Recorded data
== == ==
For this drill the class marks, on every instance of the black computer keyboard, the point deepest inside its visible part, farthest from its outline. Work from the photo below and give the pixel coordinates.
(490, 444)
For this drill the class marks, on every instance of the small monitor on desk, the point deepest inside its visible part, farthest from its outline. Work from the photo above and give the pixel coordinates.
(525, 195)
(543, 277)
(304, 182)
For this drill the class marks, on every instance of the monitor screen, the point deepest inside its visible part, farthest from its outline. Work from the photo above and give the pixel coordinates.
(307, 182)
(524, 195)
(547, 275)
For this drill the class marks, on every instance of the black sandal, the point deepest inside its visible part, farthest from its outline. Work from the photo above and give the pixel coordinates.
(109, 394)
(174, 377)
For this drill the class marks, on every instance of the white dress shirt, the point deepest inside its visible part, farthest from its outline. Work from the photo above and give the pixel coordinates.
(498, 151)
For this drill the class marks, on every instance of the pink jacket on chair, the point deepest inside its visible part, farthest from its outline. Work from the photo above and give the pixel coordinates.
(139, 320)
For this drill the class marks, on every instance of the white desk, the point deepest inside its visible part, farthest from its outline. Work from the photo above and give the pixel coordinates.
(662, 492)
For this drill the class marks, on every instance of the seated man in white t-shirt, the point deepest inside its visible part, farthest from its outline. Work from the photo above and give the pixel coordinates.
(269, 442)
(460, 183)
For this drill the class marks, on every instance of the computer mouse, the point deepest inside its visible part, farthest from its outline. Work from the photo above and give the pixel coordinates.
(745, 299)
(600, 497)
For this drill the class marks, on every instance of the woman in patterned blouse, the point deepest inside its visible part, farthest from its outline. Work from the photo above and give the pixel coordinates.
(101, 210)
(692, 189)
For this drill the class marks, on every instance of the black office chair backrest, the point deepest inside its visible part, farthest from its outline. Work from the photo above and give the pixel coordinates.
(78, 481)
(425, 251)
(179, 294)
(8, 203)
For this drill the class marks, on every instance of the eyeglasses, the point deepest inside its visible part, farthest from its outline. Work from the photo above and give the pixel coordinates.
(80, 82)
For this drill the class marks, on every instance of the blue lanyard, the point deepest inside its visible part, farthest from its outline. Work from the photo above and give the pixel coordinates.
== == ==
WORK REQUIRED:
In full and without change, transcribe the entries.

OUTPUT OF THE TASK:
For this drill the class marks, on every instance of the black computer keyboard, the point deepest inside its visible part, farthest from its outline. Work from the photo below and give the pixel coordinates.
(490, 444)
For this drill the class marks, on every instance of the small monitor on desk, the point deepest inside its visible part, farthest from its outline. Work from the photo above and give the pixel coordinates.
(525, 195)
(543, 277)
(304, 182)
For this drill the class marks, on every instance of the monitor screen, the point deepest inside its visible part, farthest from its outline. Work from the photo above and give the pixel coordinates.
(307, 182)
(524, 195)
(547, 275)
For this drill the class marks, on every instance of the black sandal, the point deepest inside its visible part, farthest from its outline. Work from the photo above and give the pixel coordinates.
(109, 394)
(174, 377)
For this drill the class marks, on every instance of the white dress shirt, the point deepest inside its visible part, farthest from its outline. Work from the photo above and give the pixel coordinates.
(498, 151)
For this drill the class marks, on every instance of the pink jacket on chair, the point deepest inside its visible part, farthest from its outline. Work from the photo above and give the pixel coordinates.
(139, 320)
For this drill the class marks, on every instance of the white desk, the point deepest inside its visible part, farthest from its outline. Work from the photo above and give the pixel coordinates.
(662, 492)
For this drill the class marks, on every instance of the seated man in white t-shirt, the point deepest inside its visible part, farthest from its outline. Work from the photo above and give the pixel coordinates.
(269, 442)
(460, 183)
For this drill the class marks, on every instance of the computer mouse, the point deepest inside its visible part, farthest from its outline. Work from the photo above and give the pixel coordinates.
(745, 299)
(600, 497)
For this drill the class marks, on every instance of the woman in patterned blouse, the point deepest inside its visible part, farthest from its outline. Work from the photo above and give the pixel coordinates.
(101, 210)
(692, 189)
For this drill the class marks, on every instance of the black office chair backrest, the point deepest inside its visible part, farthest from its outline. Work from the photo above and give the pixel coordinates.
(78, 481)
(425, 251)
(179, 294)
(8, 203)
For this drill the class marks, on every instance of the eyeglasses, the point deepest inside its visible part, farthest from its outline. Work from the photo above and give the pixel coordinates.
(80, 82)
For this drill the class marks, on every instance of the blue lanyard, the point deepest inside its visible part, farthest from its outline. Work from the photo above and give the pixel coordinates.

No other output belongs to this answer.